▶ [Task description]:
Copy each line below as written, but skip the pictures.

▶ [Data provided]:

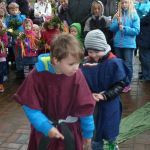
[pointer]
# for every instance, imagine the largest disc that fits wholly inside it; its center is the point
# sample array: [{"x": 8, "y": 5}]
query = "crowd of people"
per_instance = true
[{"x": 75, "y": 56}]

▶ [Exercise output]:
[pointer]
# for every instance, imagine the largest disc that fits wholly inside it; its center is the point
# sample array: [{"x": 8, "y": 5}]
query = "crowd of people"
per_instance = true
[{"x": 75, "y": 56}]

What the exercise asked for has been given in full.